If you want to guarantee clean power, spend a bit more and buy an inverter gen.


----------



## MikeyJFLA (May 31, 2020)

Yeah, this is really tough. If I had a normal use for a good generator, I could see splurging and going for that Honda EU7000iS. But for something that I may never need, that $5000 price tag is a little hard to swallow.

I guess there is the Champion 100520, which is the next highest power inverter I have seen.



drmerdp said:


> I haven't encountered that unit, but you can always install your own tri-fuel kit. All said and done it'll be $350-$500 to convert depending on propane or natural gas. The good thing about a briggs and stratton product is parts availability and repairability in the long haul. Though by the time major service is required, you'll likely be more inclined to purchase an upgraded unit.
****
* Things to do
a - Can you copy word for word the stretch of the generator thread that begins with the words containing "I guess there" and ends with "an upgraded unit."?
b - In the generator thread, why is MikeyJFLA reluctant to buy the Honda EU7000iS?
c - Continue the generator thread from the point where it stops.
****
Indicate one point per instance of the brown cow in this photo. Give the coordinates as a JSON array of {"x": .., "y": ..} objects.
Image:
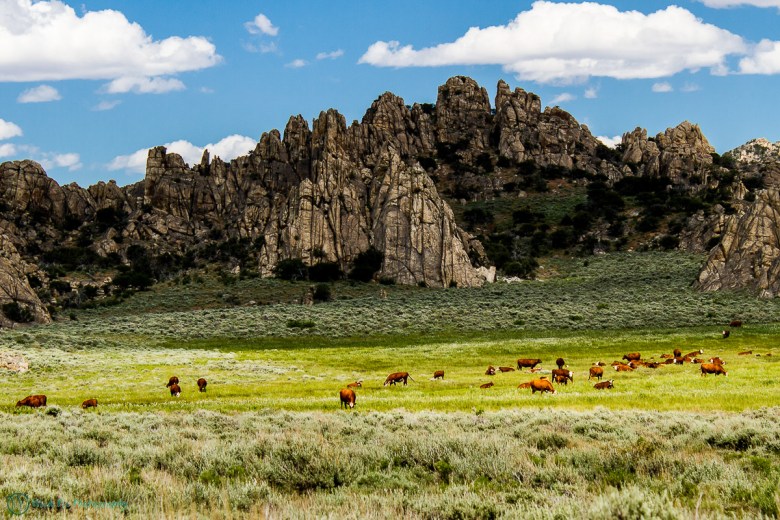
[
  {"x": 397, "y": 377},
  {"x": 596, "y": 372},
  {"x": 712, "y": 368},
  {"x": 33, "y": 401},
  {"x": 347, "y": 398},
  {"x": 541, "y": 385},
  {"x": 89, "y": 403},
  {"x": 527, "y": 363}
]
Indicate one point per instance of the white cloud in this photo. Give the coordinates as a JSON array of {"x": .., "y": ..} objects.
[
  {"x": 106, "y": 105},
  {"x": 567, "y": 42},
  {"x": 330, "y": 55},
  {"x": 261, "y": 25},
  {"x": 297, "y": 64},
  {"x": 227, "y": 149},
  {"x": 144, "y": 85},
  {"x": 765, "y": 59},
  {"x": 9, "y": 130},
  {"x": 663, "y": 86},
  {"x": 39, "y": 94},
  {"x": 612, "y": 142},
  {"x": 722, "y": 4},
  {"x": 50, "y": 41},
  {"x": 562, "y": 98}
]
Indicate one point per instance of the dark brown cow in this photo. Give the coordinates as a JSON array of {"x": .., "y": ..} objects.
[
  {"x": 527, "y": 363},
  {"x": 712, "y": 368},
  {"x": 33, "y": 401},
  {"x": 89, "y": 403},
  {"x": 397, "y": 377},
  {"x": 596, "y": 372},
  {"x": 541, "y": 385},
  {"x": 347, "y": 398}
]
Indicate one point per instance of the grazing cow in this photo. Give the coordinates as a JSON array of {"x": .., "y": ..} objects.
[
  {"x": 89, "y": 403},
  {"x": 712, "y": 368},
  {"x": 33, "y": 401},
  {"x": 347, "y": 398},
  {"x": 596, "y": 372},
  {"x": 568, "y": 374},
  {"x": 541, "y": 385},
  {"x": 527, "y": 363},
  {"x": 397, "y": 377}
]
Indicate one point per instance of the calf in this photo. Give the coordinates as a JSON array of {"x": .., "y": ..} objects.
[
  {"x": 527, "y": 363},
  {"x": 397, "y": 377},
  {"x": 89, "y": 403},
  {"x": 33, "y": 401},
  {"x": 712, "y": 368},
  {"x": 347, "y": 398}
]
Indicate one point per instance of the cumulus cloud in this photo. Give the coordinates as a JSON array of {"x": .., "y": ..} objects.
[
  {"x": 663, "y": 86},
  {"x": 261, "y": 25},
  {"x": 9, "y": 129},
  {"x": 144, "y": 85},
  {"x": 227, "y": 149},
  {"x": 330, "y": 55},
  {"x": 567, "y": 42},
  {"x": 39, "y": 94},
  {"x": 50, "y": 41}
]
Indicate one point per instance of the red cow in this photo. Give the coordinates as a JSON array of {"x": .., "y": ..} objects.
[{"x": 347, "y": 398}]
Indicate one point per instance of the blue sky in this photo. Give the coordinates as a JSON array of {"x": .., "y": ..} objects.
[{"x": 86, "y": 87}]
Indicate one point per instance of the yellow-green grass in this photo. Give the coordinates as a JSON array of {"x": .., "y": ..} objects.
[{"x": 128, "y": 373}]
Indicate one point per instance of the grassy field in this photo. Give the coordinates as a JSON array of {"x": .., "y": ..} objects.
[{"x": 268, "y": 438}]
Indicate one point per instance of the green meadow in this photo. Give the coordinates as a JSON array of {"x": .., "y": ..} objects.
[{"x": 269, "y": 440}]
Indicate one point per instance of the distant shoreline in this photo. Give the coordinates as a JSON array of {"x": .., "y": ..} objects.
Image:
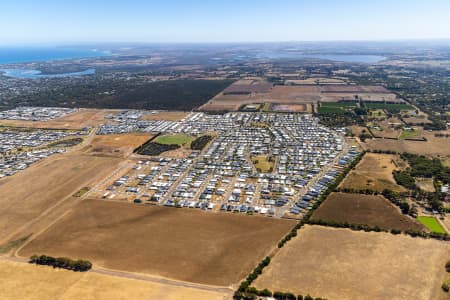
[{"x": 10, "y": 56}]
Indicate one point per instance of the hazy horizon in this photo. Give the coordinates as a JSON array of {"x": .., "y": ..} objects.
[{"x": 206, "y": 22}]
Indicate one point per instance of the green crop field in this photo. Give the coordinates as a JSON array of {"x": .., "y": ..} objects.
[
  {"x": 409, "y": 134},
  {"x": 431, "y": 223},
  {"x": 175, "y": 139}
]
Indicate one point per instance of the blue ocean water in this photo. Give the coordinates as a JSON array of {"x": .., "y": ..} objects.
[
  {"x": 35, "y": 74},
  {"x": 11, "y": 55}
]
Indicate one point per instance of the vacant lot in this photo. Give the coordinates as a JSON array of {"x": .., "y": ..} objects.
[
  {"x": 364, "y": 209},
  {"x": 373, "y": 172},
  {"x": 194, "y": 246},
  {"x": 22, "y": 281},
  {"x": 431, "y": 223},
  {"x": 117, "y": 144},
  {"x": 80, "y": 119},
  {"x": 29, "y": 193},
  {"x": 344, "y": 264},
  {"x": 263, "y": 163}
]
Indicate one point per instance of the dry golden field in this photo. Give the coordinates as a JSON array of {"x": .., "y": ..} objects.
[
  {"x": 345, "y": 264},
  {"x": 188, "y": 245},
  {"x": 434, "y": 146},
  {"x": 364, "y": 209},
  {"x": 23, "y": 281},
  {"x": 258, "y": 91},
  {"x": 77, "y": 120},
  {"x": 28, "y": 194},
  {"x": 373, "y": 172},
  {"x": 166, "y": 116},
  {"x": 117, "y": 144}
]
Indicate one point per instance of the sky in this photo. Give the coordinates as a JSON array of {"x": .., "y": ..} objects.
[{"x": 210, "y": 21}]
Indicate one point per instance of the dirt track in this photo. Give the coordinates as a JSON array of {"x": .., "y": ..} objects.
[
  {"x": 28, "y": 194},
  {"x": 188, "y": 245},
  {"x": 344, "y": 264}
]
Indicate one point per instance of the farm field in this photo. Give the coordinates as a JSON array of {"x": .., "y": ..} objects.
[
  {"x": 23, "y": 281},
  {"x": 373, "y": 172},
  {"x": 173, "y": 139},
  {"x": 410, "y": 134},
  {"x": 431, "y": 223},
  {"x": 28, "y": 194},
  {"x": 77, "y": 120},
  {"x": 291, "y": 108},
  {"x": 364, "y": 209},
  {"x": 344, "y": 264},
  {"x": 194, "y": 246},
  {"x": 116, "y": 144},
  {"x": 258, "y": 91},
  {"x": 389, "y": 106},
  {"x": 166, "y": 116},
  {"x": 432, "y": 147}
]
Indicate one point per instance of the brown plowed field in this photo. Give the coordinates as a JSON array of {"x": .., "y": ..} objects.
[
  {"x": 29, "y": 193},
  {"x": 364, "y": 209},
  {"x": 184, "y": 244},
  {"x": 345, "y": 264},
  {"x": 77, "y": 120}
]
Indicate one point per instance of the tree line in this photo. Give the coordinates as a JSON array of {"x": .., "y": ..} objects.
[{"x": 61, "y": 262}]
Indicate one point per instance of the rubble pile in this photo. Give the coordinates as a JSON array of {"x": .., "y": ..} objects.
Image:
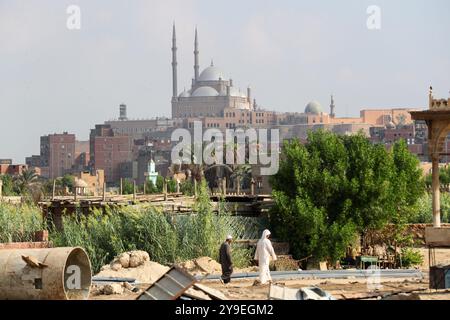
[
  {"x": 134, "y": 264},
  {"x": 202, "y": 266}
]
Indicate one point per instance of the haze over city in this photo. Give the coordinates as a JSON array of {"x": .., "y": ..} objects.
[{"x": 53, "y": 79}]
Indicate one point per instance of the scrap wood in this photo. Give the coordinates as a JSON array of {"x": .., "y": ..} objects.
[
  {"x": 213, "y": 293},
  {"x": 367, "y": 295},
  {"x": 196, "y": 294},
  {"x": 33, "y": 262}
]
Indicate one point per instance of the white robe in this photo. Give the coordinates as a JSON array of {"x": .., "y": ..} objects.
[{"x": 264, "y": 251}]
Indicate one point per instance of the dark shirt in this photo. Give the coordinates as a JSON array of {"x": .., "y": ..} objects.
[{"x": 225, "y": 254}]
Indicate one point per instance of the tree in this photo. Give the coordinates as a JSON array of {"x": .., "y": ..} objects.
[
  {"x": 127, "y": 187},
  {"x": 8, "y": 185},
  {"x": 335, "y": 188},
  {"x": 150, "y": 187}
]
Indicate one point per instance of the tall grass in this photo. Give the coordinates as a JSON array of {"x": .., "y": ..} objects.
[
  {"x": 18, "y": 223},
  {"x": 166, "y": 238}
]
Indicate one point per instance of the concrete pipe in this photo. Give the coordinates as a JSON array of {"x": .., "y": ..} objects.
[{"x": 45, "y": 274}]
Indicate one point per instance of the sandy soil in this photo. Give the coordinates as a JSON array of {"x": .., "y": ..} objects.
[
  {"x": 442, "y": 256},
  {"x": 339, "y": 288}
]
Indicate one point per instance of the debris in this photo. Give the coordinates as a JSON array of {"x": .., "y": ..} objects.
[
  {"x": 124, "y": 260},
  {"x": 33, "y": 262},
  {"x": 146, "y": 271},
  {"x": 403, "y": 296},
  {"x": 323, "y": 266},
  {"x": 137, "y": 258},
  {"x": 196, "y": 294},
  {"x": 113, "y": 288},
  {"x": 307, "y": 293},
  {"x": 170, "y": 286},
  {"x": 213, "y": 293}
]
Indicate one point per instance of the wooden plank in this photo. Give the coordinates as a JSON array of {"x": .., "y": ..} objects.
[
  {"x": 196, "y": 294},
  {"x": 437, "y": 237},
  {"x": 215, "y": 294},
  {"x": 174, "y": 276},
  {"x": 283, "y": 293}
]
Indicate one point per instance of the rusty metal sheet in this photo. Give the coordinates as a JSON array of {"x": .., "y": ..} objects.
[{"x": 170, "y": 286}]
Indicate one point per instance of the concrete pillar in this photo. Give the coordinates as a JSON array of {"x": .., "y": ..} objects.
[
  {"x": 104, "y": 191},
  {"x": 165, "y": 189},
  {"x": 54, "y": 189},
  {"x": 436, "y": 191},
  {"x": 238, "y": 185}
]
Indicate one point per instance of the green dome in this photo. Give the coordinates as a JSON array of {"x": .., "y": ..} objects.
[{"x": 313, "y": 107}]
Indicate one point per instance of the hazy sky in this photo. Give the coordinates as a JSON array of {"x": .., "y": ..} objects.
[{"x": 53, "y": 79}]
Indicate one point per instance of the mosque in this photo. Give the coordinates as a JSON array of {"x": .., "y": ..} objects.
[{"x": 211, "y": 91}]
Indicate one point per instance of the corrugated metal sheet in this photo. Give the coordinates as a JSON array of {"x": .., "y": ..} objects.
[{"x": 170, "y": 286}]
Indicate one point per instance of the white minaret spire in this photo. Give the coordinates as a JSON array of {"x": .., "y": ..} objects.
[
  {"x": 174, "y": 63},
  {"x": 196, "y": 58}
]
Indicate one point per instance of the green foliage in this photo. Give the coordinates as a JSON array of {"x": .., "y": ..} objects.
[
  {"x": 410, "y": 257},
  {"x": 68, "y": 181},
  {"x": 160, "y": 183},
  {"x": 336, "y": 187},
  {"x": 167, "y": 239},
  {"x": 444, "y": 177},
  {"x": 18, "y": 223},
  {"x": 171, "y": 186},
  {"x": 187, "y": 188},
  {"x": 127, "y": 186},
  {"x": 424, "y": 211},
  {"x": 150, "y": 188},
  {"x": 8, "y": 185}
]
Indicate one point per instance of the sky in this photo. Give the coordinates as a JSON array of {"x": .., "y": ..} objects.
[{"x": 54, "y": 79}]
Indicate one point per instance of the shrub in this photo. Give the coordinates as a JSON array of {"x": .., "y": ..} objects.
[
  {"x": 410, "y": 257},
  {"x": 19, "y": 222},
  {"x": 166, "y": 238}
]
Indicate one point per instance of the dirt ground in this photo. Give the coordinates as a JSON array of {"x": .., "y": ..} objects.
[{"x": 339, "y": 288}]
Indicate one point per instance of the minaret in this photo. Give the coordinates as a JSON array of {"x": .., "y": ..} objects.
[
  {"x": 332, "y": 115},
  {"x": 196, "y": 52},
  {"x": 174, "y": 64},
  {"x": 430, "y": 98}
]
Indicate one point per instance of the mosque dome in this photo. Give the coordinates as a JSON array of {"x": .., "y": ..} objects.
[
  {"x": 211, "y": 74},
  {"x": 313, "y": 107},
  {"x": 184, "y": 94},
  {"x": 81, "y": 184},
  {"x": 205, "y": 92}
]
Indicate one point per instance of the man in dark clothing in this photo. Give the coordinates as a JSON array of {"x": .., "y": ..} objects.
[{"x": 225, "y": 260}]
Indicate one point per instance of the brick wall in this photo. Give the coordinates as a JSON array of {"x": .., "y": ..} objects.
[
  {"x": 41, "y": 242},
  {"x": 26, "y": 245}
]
****
* Expected answers
a -
I guess there is the Champion 100520, which is the next highest power inverter I have seen.



drmerdp said:


> I haven't encountered that unit, but you can always install your own tri-fuel kit. All said and done it'll be $350-$500 to convert depending on propane or natural gas. The good thing about a briggs and stratton product is parts availability and repairability in the long haul. Though by the time major service is required, you'll likely be more inclined to purchase an upgraded unit.

b - He has no regular use for a good generator and may never need one. For something he might never use, its $5000 price is hard for him to accept.

c -
> 
> Over the past year I've seen lots of claims of 5% THD or less. I've now noticed lots of descriptions omitting such info. I basically do not trust any of these numbers unless its a VERY reputable manufacture.
> 
> ...


----------



## iowagold (Jan 22, 2020)

the best argument for the eu7000is is the fuel economy..
then there is the resale value!
honda does hold value better than any thing else out there..
it is an investment...
peace of mind as well as bucks...
for me ...
well I have several of them in the fleet.
as well as the eu2000i and the eu2200i
the best advice on all of the small engines is to use a magnetic dip stick and if it has a drain plug use a magnetic drain plug.
it pulls out the magnetic carbon our of the oil..
kinda cool!
i have pictures over on the hondagenerator forum
click here for the honda generator forum


----------



## Melson (Dec 8, 2019)

@iowagold, "magnetic carbon"?
Carbon is very much diamagnetic.


----------



## iowagold (Jan 22, 2020)

yup, magnetic black carbon chunks
back in the day I was scratching my head on this too!!
I even sent them off for $500.00 oil analysis...
carbon chunks with enough metal in it to stick to a magnet!
super abrasive too!

pretty cool!
the magnetic dip stick, or drain plug or magnetic band on a spin filter, picks up this trash and holds it.
I first ran into this from the corvette club bunch back in the early 1970's.

it started me on the tribology quest.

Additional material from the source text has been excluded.